## [Prompt]
Should a line below contain the word "rough", report it.

## [The input]

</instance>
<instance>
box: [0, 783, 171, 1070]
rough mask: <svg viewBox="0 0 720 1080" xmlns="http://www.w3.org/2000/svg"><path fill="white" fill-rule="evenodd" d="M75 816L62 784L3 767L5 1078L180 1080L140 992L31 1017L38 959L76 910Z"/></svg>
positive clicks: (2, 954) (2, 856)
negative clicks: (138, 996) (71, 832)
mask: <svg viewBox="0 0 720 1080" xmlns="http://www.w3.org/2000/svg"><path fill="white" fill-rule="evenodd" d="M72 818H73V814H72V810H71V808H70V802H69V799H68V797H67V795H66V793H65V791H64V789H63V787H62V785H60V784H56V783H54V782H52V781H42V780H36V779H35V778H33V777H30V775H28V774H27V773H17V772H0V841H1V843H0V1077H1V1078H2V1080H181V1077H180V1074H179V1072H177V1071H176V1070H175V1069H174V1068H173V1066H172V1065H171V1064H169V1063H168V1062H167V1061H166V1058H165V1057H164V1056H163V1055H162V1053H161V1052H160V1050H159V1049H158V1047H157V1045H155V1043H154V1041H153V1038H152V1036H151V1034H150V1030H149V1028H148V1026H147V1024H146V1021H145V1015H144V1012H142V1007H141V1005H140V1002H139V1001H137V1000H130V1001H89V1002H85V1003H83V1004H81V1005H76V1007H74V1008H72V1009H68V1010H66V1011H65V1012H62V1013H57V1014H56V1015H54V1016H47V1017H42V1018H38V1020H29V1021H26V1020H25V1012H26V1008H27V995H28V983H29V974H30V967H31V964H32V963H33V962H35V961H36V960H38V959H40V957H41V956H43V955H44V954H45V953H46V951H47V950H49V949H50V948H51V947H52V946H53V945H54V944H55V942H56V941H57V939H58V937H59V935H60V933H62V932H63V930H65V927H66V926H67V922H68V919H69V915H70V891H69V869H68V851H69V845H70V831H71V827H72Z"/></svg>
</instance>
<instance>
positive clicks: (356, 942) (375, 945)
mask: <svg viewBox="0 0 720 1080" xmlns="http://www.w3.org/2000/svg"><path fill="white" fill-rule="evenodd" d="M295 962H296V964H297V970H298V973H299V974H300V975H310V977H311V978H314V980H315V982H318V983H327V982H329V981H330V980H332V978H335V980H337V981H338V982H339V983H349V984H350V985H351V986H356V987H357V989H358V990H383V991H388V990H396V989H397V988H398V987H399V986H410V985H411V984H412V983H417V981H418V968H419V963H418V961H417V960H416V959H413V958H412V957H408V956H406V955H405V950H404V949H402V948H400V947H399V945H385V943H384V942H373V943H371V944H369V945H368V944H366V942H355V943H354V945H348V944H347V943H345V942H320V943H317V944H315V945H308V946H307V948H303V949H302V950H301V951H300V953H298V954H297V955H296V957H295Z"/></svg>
* * *
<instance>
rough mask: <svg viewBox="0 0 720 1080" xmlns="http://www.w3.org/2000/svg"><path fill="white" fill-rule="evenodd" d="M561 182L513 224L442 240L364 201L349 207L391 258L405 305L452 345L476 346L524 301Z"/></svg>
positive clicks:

## [Reply]
rough mask: <svg viewBox="0 0 720 1080" xmlns="http://www.w3.org/2000/svg"><path fill="white" fill-rule="evenodd" d="M75 816L62 784L3 767L5 1078L180 1080L140 992L31 1017L38 959L76 910Z"/></svg>
rough mask: <svg viewBox="0 0 720 1080" xmlns="http://www.w3.org/2000/svg"><path fill="white" fill-rule="evenodd" d="M561 182L513 224L442 240L364 201L349 207L391 258L405 305L452 345L476 346L524 301Z"/></svg>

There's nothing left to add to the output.